* _WHAT THE TASK ASKS_
Reproduce word for word the lines of the entries below, starting at the line with "of the blue" and running through the end of the entries. Leave the pictures out of your answer.

Data items:

◆ ◆ ◆ ◆ ◆

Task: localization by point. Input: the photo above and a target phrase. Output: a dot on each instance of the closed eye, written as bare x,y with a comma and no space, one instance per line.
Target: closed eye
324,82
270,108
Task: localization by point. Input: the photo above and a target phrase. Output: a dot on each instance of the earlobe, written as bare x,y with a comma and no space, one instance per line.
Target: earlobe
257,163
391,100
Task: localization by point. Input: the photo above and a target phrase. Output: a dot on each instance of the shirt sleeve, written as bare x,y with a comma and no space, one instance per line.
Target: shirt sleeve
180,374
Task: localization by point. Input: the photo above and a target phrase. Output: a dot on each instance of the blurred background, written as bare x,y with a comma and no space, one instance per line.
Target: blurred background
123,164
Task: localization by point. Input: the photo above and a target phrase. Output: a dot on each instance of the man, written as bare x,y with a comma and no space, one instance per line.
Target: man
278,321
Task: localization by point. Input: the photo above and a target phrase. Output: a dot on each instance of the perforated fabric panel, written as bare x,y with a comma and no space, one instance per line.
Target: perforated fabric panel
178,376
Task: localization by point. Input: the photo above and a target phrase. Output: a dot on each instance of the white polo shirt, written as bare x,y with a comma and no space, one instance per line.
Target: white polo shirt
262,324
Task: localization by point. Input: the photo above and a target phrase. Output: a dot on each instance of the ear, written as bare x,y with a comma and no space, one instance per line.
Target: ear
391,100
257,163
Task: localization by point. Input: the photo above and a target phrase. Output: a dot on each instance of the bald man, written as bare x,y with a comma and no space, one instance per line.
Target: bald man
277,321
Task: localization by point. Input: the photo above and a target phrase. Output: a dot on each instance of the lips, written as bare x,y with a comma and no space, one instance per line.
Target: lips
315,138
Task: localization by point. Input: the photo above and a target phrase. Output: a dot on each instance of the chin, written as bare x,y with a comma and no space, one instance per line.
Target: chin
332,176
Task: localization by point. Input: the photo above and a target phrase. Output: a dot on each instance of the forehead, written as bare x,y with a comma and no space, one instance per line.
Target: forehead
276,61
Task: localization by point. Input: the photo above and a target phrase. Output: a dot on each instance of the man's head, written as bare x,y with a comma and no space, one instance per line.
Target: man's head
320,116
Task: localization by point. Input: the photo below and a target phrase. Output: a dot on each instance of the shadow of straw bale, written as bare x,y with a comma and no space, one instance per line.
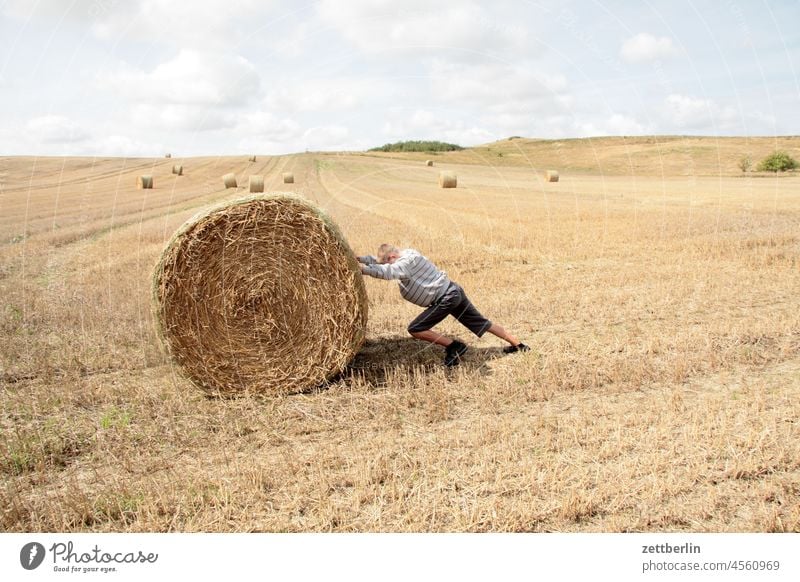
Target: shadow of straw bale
381,359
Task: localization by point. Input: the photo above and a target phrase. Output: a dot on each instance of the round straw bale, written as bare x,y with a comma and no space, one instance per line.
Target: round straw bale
259,295
229,180
256,183
447,180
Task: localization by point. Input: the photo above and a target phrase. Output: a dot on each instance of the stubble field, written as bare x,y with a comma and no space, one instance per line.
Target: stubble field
657,286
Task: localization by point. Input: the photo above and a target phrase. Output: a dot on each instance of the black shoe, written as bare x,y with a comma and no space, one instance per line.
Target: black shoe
520,347
453,353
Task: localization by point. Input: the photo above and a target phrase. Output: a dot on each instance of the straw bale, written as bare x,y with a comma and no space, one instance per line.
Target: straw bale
229,180
447,180
259,295
256,184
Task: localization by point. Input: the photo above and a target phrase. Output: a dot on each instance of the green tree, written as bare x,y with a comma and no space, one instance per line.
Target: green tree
777,161
745,163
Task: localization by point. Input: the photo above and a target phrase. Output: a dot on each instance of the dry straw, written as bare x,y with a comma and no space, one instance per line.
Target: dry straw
447,180
259,295
229,180
256,184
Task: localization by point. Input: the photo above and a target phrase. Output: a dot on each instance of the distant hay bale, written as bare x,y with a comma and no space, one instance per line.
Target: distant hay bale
229,180
259,295
447,180
256,184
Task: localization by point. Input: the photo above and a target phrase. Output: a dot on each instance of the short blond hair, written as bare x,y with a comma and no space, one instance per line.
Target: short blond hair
384,250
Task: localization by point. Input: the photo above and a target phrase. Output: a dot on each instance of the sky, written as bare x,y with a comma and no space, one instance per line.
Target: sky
230,77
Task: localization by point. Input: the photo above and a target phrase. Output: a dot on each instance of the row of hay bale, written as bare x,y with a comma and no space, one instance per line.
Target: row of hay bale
145,181
448,179
256,181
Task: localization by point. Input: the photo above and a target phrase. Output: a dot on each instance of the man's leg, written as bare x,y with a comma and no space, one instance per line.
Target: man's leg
501,332
432,336
470,317
421,327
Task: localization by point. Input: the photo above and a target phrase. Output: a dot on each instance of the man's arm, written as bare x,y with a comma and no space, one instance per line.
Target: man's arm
400,269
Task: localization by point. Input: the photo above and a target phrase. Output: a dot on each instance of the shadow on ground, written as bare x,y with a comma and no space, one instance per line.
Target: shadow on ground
382,358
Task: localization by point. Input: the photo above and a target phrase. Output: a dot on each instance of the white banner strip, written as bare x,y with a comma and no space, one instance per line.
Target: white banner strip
400,557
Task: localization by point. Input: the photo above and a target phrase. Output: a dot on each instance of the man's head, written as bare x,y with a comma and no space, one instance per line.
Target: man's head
388,253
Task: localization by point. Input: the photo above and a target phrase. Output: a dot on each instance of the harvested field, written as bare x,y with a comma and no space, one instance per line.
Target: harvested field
655,284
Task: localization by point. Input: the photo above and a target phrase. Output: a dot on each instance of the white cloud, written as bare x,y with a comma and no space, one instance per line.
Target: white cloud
413,25
201,24
498,86
317,95
268,127
182,117
616,124
645,47
694,113
327,137
191,78
124,146
56,129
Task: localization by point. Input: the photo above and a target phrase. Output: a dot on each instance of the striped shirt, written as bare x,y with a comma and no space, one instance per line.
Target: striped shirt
421,282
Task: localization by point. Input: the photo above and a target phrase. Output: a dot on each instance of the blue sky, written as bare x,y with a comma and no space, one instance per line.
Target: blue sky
216,77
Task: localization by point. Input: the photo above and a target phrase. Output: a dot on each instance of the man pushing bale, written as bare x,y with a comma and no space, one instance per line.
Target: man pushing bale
423,284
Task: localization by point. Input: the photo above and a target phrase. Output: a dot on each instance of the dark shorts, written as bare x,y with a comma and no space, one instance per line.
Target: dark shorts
456,303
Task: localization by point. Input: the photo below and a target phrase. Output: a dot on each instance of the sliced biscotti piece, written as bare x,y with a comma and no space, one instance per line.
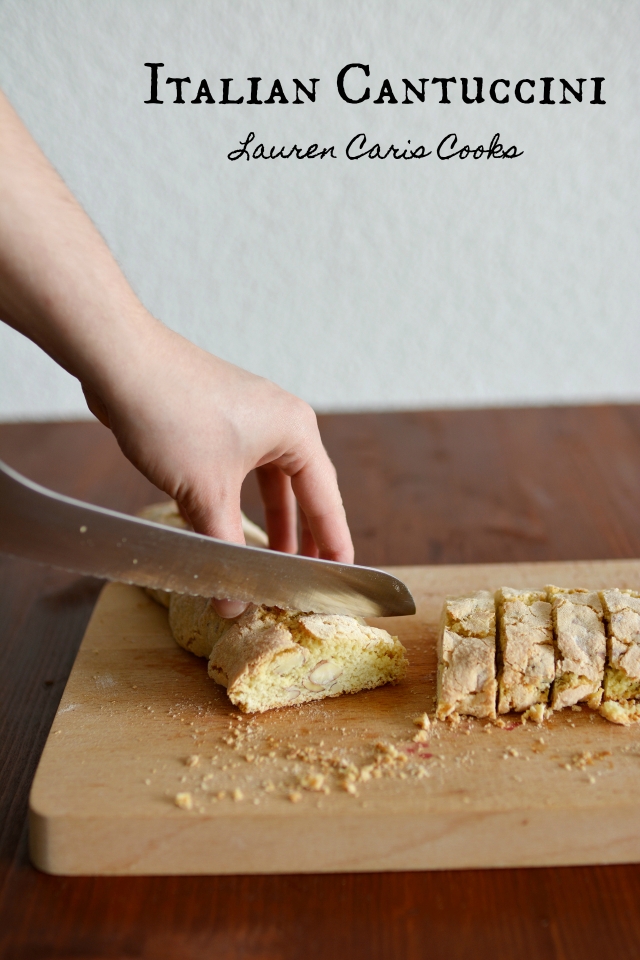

◆ ◆ ◆ ◆ ◆

* _FULL SOLUTION_
Task: localization by point. Input: the photo above and a target phrase. Output: a dot on each instance of the blue sky, written as bare x,y with a comma and no space, one instance per line.
Target: blue sky
216,77
Task: localization by point. Input: the photo above and a target phrase. Output: a dot on each instance of the man pushing bale, written as bare x,y with a comma and no space, one instance per line.
Target: man pushing bale
423,284
Task: localization by point. Input: the photo above and a target phrase. Output: a dot on each instance of the dark shorts, written as bare x,y with a comma and no space, one instance per line.
Target: dark shorts
456,303
Task: localization by point. Input: the photo below and a target phrase. Output: a dot on each instance of the sliced biscotti piece, written as bare x,y with a comma and no space, one instance per line.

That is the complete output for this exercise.